**Brief**
In the entries below, can you change every "Mark the region of" to "Segment the area of" and give the lines back with nothing else altered?

Collection entries:
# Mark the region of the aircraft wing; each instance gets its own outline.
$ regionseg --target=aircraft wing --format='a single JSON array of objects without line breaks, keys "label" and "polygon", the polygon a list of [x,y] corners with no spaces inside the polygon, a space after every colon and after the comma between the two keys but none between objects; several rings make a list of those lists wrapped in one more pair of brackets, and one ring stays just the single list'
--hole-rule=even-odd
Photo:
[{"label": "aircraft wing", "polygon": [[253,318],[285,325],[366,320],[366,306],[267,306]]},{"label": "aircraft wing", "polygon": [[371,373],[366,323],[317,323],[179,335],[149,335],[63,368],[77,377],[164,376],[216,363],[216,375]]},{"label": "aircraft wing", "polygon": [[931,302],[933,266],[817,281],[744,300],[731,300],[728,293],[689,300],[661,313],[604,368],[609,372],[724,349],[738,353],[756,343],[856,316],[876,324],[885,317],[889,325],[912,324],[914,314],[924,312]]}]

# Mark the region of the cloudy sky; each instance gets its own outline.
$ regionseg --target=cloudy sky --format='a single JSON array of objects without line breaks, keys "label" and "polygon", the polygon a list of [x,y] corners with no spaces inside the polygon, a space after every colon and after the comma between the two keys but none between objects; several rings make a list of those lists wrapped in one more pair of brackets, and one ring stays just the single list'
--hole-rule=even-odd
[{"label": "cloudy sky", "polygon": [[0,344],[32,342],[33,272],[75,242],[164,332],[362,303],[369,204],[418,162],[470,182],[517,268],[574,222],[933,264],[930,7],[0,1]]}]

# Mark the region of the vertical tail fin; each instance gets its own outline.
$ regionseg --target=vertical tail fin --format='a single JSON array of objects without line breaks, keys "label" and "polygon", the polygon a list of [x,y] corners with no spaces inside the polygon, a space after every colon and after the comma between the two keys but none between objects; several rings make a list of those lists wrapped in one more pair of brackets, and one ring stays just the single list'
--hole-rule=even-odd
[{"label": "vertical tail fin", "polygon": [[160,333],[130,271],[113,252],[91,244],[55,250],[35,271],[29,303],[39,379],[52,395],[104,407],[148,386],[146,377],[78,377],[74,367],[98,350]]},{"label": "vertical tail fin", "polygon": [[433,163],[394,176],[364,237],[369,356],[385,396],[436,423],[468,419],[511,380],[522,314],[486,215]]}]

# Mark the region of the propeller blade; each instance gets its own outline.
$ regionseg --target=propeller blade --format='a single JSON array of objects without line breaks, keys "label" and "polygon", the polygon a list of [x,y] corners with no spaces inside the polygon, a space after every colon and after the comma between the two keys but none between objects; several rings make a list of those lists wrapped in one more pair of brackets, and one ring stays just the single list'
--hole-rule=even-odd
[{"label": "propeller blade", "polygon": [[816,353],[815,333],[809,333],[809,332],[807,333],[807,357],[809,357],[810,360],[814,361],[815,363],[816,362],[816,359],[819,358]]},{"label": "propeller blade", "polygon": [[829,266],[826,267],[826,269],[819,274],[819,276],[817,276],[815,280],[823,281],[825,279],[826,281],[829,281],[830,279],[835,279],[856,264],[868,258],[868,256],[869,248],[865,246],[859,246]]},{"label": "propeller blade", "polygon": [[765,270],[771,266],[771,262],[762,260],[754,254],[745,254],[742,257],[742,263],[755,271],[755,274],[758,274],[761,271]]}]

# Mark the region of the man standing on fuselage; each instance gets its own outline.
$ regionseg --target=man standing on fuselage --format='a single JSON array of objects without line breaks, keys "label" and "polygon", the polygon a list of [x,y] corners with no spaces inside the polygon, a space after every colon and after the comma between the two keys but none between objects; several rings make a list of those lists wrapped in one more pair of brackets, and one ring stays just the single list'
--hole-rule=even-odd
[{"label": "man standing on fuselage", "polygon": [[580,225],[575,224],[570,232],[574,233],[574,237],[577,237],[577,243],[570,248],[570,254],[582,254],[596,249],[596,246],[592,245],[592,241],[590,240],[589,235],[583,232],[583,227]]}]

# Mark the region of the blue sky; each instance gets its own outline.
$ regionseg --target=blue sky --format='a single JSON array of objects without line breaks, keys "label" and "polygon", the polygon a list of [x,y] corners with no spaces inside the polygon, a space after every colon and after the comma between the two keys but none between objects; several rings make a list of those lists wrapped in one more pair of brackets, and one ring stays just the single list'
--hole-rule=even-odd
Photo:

**Solution to this task**
# Segment the area of the aircraft wing; each instance gets its own outline.
$ regionseg --target=aircraft wing --format='a single JSON array of objects without line breaks, keys "label" and "polygon", the polygon a list of [x,y] corners with no spaces inside the polygon, a space after every colon and after the comma between the two keys but none between objects; several rings make a list of those lists wrapped in one more pair of brackets, and one ring stays just the single list'
--hole-rule=even-odd
Photo:
[{"label": "aircraft wing", "polygon": [[253,318],[285,325],[366,320],[366,306],[267,306]]},{"label": "aircraft wing", "polygon": [[371,373],[366,323],[317,323],[179,335],[149,335],[63,368],[77,377],[164,376],[216,363],[216,375]]},{"label": "aircraft wing", "polygon": [[931,302],[933,266],[817,281],[744,300],[731,300],[728,293],[689,300],[661,313],[604,368],[609,372],[724,349],[738,353],[756,343],[856,316],[876,324],[885,317],[889,325],[912,324],[914,314],[924,312]]}]

# Segment the area of the cloudy sky; each instance gets its own outline.
$ regionseg --target=cloudy sky --format='a single JSON array of objects without line breaks, keys "label" and "polygon", the polygon a list of [x,y] corners with no spaces inside the polygon, a space after every colon and after the comma between the two keys but none between objects; several rings make a list of those lists wrapped in one more pair of brackets, and one ring stays just the single list'
--hole-rule=even-odd
[{"label": "cloudy sky", "polygon": [[0,344],[32,342],[33,272],[75,242],[164,332],[362,303],[369,204],[418,162],[470,182],[517,268],[574,222],[933,264],[930,7],[0,1]]}]

# Segment the area of the vertical tail fin; each instance gets its own outline.
$ regionseg --target=vertical tail fin --format='a single JSON array of objects without line breaks, keys "label" and "polygon", the polygon a list of [x,y] corners with no spaces inside the polygon, a space after every colon and after the comma between the two keys but none between objects; several rings make a list of those lists wrapped in one more pair of brackets, and one ring stays just the single list'
--hole-rule=even-odd
[{"label": "vertical tail fin", "polygon": [[160,333],[130,271],[113,252],[91,244],[55,250],[35,271],[29,303],[39,379],[52,395],[104,407],[148,386],[146,377],[78,377],[74,367],[98,350]]},{"label": "vertical tail fin", "polygon": [[433,163],[394,176],[364,237],[369,356],[385,396],[436,423],[468,419],[511,380],[522,314],[486,215]]}]

# Segment the area of the propeller blade; each instance gets its own outline.
$ regionseg --target=propeller blade --format='a single JSON array of objects without line breaks, keys "label" and "polygon", the polygon a list of [x,y] corners with no spaces inside the polygon, a space after every colon and after the comma between the two keys but none between objects; several rings make a list of those lists wrapped in one more pair of brackets, and one ring stays just the single list'
--hole-rule=even-odd
[{"label": "propeller blade", "polygon": [[816,353],[815,333],[809,333],[809,332],[807,333],[807,357],[809,357],[810,360],[814,361],[815,363],[816,362],[816,359],[819,358]]},{"label": "propeller blade", "polygon": [[829,266],[826,267],[826,269],[819,274],[819,276],[817,276],[815,280],[823,281],[825,279],[826,281],[829,281],[830,279],[835,279],[856,264],[868,258],[868,256],[869,248],[865,246],[859,246]]},{"label": "propeller blade", "polygon": [[765,270],[771,266],[771,262],[762,260],[754,254],[745,254],[742,257],[742,263],[755,271],[755,274],[758,274],[761,271]]}]

# Segment the area of the man standing on fuselage; each instance gets its own outline.
$ regionseg --target=man standing on fuselage --format='a single JSON array of objects without line breaks, keys "label" and "polygon", the polygon a list of [x,y] corners with no spaces inside the polygon, a space after every colon and after the comma between the two keys but none between objects; several rings make a list of those lists wrapped in one more pair of brackets, and one ring stays just the single list'
--hole-rule=even-odd
[{"label": "man standing on fuselage", "polygon": [[580,225],[575,224],[570,232],[574,233],[574,237],[577,237],[577,243],[570,248],[570,254],[582,254],[596,249],[596,246],[592,245],[592,241],[590,240],[589,235],[583,232],[583,227]]}]

# Segment the area of the blue sky; each instance gets its own outline.
$ regionseg --target=blue sky --format='a single JSON array of objects without line breaks, keys "label" and "polygon", the polygon a list of [x,y] corners with no spaces inside the polygon, a space after every colon and after the comma between the two keys but none between objects; several rings make a list of those lists wrapped in one more pair of brackets, and one ring stays just the single list'
--hole-rule=even-odd
Photo:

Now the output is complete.